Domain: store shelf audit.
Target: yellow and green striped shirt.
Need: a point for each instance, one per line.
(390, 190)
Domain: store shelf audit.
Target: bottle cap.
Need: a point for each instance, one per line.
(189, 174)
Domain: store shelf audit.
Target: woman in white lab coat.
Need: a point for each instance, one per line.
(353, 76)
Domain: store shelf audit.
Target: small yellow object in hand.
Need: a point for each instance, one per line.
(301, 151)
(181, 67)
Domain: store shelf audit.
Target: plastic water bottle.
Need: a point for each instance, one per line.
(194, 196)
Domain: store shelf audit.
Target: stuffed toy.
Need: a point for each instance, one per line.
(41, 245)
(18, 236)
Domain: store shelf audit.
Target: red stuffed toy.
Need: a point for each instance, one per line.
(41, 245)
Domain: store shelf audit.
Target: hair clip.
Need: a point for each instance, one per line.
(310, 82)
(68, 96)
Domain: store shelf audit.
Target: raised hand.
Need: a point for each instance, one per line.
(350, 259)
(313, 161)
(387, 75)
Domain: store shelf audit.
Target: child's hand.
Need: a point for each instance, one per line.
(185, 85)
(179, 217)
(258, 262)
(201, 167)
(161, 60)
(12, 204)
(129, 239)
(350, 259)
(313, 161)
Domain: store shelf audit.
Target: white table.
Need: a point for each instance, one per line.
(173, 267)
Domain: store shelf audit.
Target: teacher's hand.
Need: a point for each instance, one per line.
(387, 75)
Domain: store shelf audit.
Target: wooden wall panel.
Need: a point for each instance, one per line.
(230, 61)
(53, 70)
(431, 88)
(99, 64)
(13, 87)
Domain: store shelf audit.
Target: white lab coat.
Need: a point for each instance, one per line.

* * *

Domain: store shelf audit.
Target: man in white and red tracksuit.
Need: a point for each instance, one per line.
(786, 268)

_WHAT THE TASK REQUIRES_: There is a run of lines above from the one with "Target: yellow and green striped shirt." to the one with "Target: wooden wall panel."; print exactly that run, both ends included, and nothing else.

_WRITTEN REPLY_:
Target: yellow and green striped shirt.
Need: a point for each instance, one per line.
(390, 190)
Domain: store shelf audit.
Target: bottle cap.
Need: a point for each instance, one per line.
(189, 174)
Domain: store shelf audit.
Target: woman in white lab coat.
Need: a point for each instance, one per line.
(353, 76)
Domain: store shelf audit.
Target: small yellow object in hand.
Need: a point for each instance, one per line.
(301, 151)
(181, 67)
Domain: store shelf audit.
Target: plastic water bottle.
Need: a point for each instance, one per line.
(194, 196)
Domain: store shelf audit.
Target: stuffed toy.
Need: a point for each instance, one per line.
(41, 245)
(18, 236)
Domain: store shelf audit.
Target: red stuffed toy.
Need: a point for each instance, one per line.
(41, 245)
Domain: store shelf audit.
Target: hair clip.
Need: a point for each instance, one per line.
(310, 82)
(68, 96)
Domain: store shelf audit.
Target: raised hand.
Need: a point for each instance, one per line.
(350, 259)
(313, 161)
(387, 75)
Domain: store shelf audit.
Target: child's hand.
Need: a point for each instance, one per line.
(185, 85)
(179, 217)
(258, 262)
(201, 167)
(161, 60)
(12, 204)
(129, 239)
(350, 259)
(313, 161)
Domain: store shelf audit.
Target: white table.
Need: a point for each instance, one per line.
(173, 267)
Domain: store shelf audit.
Target: teacher's hand.
Need: a point for each instance, one per line.
(387, 75)
Domain: store shelf audit.
Target: wooden wall panel.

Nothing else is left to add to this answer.